Data for analysis Start Marker

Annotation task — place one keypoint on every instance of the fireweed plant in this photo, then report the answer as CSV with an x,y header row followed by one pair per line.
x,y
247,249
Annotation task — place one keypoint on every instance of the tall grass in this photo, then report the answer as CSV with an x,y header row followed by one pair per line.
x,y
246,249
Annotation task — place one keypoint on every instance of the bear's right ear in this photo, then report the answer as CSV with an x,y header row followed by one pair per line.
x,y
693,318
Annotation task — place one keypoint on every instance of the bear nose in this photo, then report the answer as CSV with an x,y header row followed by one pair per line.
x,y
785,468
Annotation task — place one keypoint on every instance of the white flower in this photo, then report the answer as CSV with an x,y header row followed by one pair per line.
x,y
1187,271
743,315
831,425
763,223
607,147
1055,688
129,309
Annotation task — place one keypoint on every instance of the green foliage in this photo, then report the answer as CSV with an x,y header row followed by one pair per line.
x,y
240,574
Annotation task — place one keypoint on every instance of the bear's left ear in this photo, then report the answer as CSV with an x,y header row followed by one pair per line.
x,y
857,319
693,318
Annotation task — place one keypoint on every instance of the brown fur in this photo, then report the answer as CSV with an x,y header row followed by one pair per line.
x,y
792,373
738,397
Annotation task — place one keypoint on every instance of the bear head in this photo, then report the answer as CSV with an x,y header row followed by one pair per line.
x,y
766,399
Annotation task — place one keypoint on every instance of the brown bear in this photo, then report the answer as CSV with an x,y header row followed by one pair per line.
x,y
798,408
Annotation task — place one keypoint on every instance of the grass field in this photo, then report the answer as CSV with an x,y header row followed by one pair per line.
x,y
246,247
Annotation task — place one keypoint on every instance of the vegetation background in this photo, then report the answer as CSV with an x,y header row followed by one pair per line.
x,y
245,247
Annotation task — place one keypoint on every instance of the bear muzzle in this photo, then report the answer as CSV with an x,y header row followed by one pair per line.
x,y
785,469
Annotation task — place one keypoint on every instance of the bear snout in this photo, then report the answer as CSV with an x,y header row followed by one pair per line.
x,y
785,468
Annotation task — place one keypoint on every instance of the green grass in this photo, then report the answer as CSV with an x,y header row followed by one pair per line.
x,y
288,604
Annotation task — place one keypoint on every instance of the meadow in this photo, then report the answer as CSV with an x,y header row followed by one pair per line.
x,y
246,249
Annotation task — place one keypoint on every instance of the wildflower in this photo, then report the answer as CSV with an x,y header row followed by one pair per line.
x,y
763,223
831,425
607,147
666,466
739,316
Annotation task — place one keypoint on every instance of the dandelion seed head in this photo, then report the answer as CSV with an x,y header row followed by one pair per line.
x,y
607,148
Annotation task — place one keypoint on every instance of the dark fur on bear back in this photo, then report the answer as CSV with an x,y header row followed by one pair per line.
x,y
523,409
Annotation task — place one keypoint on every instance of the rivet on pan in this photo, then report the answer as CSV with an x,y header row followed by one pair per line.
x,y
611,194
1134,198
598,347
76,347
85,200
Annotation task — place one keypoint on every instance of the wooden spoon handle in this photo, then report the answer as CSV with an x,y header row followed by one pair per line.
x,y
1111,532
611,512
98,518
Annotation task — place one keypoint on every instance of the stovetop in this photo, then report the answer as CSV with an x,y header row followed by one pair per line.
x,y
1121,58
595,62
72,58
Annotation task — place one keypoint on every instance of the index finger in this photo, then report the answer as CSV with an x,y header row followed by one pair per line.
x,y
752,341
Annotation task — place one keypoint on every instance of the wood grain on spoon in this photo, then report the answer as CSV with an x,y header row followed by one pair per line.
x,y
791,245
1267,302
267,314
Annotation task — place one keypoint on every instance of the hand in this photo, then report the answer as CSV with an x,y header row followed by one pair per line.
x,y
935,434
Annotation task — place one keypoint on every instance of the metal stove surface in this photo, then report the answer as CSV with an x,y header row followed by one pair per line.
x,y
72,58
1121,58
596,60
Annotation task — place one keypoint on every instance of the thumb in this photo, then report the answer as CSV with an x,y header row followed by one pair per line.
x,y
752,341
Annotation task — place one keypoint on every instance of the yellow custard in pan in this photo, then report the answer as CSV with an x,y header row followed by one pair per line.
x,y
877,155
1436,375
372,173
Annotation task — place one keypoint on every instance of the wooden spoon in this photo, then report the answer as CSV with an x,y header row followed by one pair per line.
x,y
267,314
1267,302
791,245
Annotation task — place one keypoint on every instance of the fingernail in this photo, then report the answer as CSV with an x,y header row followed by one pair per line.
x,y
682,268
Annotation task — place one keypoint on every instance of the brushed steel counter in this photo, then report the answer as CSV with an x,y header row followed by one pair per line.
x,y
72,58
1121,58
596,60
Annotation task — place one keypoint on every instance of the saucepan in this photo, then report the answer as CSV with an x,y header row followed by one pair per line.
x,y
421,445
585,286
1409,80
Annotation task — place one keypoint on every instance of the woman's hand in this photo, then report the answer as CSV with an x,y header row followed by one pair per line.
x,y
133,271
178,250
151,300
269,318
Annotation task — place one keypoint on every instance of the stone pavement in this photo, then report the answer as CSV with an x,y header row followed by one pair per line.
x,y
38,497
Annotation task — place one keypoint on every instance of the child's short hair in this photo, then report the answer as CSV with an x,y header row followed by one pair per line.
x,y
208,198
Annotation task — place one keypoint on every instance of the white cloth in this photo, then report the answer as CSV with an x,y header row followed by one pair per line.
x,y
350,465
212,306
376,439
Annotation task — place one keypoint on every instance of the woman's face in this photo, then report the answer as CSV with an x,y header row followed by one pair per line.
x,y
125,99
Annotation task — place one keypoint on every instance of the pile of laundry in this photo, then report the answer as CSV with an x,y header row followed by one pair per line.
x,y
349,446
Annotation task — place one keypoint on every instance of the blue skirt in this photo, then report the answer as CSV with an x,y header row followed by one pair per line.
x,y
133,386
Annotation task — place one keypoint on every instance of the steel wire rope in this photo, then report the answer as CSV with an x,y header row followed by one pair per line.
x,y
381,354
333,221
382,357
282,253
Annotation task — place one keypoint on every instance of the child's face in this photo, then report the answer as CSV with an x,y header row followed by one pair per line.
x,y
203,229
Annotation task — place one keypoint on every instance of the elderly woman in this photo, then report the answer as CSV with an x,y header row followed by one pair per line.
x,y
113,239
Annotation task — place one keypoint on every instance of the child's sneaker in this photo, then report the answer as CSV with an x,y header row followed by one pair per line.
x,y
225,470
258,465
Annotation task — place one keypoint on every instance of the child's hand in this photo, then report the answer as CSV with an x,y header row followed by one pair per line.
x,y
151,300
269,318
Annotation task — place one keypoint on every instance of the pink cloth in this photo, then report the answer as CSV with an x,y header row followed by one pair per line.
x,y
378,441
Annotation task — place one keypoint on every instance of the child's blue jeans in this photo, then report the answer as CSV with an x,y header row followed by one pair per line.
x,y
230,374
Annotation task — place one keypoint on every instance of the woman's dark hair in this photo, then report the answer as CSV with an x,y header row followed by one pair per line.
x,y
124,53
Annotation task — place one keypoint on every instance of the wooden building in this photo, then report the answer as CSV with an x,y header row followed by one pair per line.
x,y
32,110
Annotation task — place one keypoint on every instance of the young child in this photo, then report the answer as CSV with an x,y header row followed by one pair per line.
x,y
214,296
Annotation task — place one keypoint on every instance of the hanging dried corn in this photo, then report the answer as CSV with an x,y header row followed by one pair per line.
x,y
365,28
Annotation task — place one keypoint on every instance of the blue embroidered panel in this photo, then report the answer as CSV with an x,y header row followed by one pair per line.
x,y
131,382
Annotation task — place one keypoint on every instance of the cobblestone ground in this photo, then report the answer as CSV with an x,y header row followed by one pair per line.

Data for analysis End Marker

A faithful, word-for-word transcript of the material above is the required answer.

Annotation task — place one keypoint on every instance of the fireweed plant in this photo, then report the answer as CSV with an x,y header row followed by one pair per line.
x,y
247,249
Annotation task — place one keypoint on every instance of the tall grass in this photo, then report the answer as CSV with an x,y header row followed by one pair per line.
x,y
246,249
Annotation task — place one keypoint on every instance of the bear's right ear in this photo, then report the answer as CSV with an x,y header row followed by one pair per line.
x,y
693,318
Annotation task — place one keypoint on every instance of the bear nose in this photo, then report the answer as CSV with an x,y header row followed by one pair per line.
x,y
785,468
Annotation task — place one keypoint on every instance of the white flower in this photo, then report the answer as CSV with an x,y header row followed by one pair per line.
x,y
1187,271
743,315
831,425
763,223
607,147
1055,688
129,309
Annotation task — place one keypoint on every instance of the green foliage in this photo, then report the answer as CSV with an x,y header row followed by one pair per line.
x,y
240,574
Annotation task — place one keypoint on every instance of the bear's left ear in this photo, then report the answer as CSV with an x,y header row followed by one pair per line.
x,y
857,319
693,318
Annotation task — place one keypoint on every instance of the brown fur in this photo, then report the answer as CSV with an x,y header row followed by one pair per line.
x,y
792,373
738,397
Annotation task — place one keypoint on every instance of the bear head in this photo, then report the answer as CSV with an x,y header row followed by one pair per line.
x,y
766,399
Annotation task — place one keypoint on every instance of the brown bear in this photo, then report the answer as CSV with an x,y header row followed by one pair per line.
x,y
798,408
Annotation task — place one keypoint on every instance of the grass field in this photo, then report the answer as CSV with an x,y header row followed by one pair per line.
x,y
246,247
Annotation task — place one keypoint on every instance of the vegetation background in this photo, then report the answer as CSV with an x,y header row followed by one pair per line.
x,y
245,247
Annotation task — place one keypoint on every instance of the bear muzzle in this photo, then report the answer as CSV with an x,y header row followed by one pair per line.
x,y
785,469
Annotation task — place one keypoint on every instance of the bear snout in this photo, then report the answer as CSV with an x,y header row followed by one pair per line.
x,y
785,468
Annotation task — place one keypoint on every instance of the green grass in this photo, then report the answer as CSV with an x,y header row followed by one pair per line.
x,y
288,604
Annotation task — place one keypoint on every instance of the meadow in this photo, then report the answer as CSV with an x,y header row followed by one pair per line.
x,y
246,249
Annotation task — place one keypoint on every instance of the wildflower in this photo, then report the answer as CSV with an x,y header row followed by one pair per line.
x,y
763,223
831,425
607,147
666,466
739,316
Annotation task — place one keypoint on every instance of the dandelion seed head in this photo, then report the answer as CSV with an x,y header row followed by one pair per line.
x,y
607,148
Annotation task — place one keypoint on every instance of the dark fur on bear back in this photo, then report the answer as CSV with an x,y header row followed by one pair per line.
x,y
523,409
Annotation task — place one keypoint on every instance of the rivet on pan in this photo, then report the answer as CSV with an x,y header row followed by one pair per line.
x,y
611,194
1134,198
598,347
76,347
85,200
Annotation task — place one keypoint on every instance of the wooden spoon handle in this photo, then report the answer as CSV with an x,y header row followed by one pair per line.
x,y
1111,532
611,512
98,518
Annotation task — place one keypoint on every instance of the stovetop in this photo, then report the answer as CSV with an x,y header row followed by one pair per line.
x,y
1121,58
595,62
72,58
Annotation task — place one keypoint on every instance of the index finger in this photo, then report the answer as CSV with an x,y header row followed by one pair per line.
x,y
752,341
Annotation task — place one keypoint on every instance of the wood grain on spoon in this photo, then report the answer as CSV with an x,y header row followed by one pair per line.
x,y
791,245
1267,302
267,314
Annotation task — place one keypoint on every instance of the hand in this photo, then report the answer as CSV with an x,y header row followed by one pair per line.
x,y
935,434
Annotation task — place one keypoint on every instance of the metal stove surface in this photo, then report the answer as CSV with an x,y header row followed by one pair per line.
x,y
72,58
1121,58
596,60
Annotation task — place one keypoint on every instance of the thumb in this photo, then report the answer as CSV with an x,y header row followed by one pair per line.
x,y
752,341
Annotation task — place one keypoint on every instance of the yellow custard in pan in this photo, then report the answer as CSV with an x,y header row followed by one pair per line.
x,y
877,155
1436,375
372,173
Annotation task — place one keypoint on every instance of the wooden spoon in this photo, then report the answer as CSV with an x,y header row followed by one pair per line.
x,y
267,314
1267,302
791,245
Annotation task — place one keypoint on every instance of the fingernail in this photo, then report the answer as CSV with an x,y header row followed by one pair per line.
x,y
682,268
Annotation task — place one keypoint on every instance of the brushed steel counter in this photo, then report the answer as CSV with an x,y header row followed by one pair per line.
x,y
72,58
1121,58
596,60
Annotation task — place one keypoint on every instance of the saucepan in this photo, then report the answer as CSV with an x,y header row followed by one pair per line.
x,y
421,445
585,286
1409,80
Annotation task — place one keypoint on every instance of the woman's hand in this photo, then report the answer as CSV with an x,y header row followed by one pair per line.
x,y
133,271
178,250
151,300
269,318
Annotation task — place one keypoint on every instance of the stone pavement in this photo, then report the answer as CSV with an x,y header row followed by one pair per line.
x,y
38,497
Annotation task — place one keypoint on every instance of the child's short hair in this photo, then report the answer as CSV with an x,y header row followed by one pair per line.
x,y
208,198
Annotation task — place one keypoint on every instance of the white cloth in this photo, then report the answer as CSV with an x,y header row followed by one pair per line.
x,y
350,465
212,306
376,439
Annotation task — place one keypoint on every instance of the woman's face in this photo, then report the answer as CSV with an x,y header row followed by one pair per line.
x,y
125,99
Annotation task — place one keypoint on every instance of the pile of laundry in this photo, then report the answer as CSV with an x,y header row followed by one pair per line.
x,y
349,446
Annotation task — place one keypoint on every instance of the blue skirt in this photo, then report the answer as CSV with an x,y header row followed by one pair per line.
x,y
133,386
Annotation task — place one keypoint on every instance of the steel wire rope in this photo, then report the answer as CSV with an x,y header row followed by one pair per line.
x,y
381,354
333,221
382,357
282,253
Annotation task — place one keypoint on every instance of the child's face in this photo, then report the answer as CSV with an x,y header row followed by one pair per line.
x,y
203,229
Annotation task — place one keypoint on every instance of the elderly woman in this photo, then report the answer as CSV with an x,y header row followed by one pair per line.
x,y
113,239
Annotation task — place one keypoint on every instance of the child's sneaker in this photo, then report the answer as CSV with an x,y header row followed by one pair per line.
x,y
225,470
258,465
Annotation task — place one keypoint on every instance of the child's hand in this photo, then report the answer as CSV with an x,y header row followed by one pair per line.
x,y
151,300
269,318
Annotation task — place one keypoint on every instance of the pink cloth in this photo, then report the answer as CSV with an x,y header row followed by one pair per line.
x,y
378,441
Annotation task — place one keypoint on every instance of the child's blue jeans in this photo, then report the answer as CSV with an x,y header row followed by one pair per line.
x,y
230,374
Annotation task — place one keypoint on every instance of the woman's dark hair in this photo, then report the answer as CSV with an x,y header row followed by one pair per line.
x,y
124,53
Annotation task — place one keypoint on every instance of the wooden building in this photo, then report the answer as CSV with an x,y header row followed by one pair per line.
x,y
32,110
Annotation task — place one keypoint on every instance of the young child in this photo, then report the answer as CSV with an x,y header row followed by one pair per line.
x,y
214,296
Annotation task — place one keypoint on every instance of the hanging dried corn in this photo, then report the answer as CSV with an x,y header row followed by one pair per line.
x,y
365,28
Annotation task — place one keypoint on every instance of the blue embroidered panel in this photo, then report the answer as CSV with an x,y header row followed by one pair per line.
x,y
131,382
Annotation task — place one keypoint on every instance of the cobblestone ground in this photo, then report the answer as CSV with an x,y header row followed by one pair per line.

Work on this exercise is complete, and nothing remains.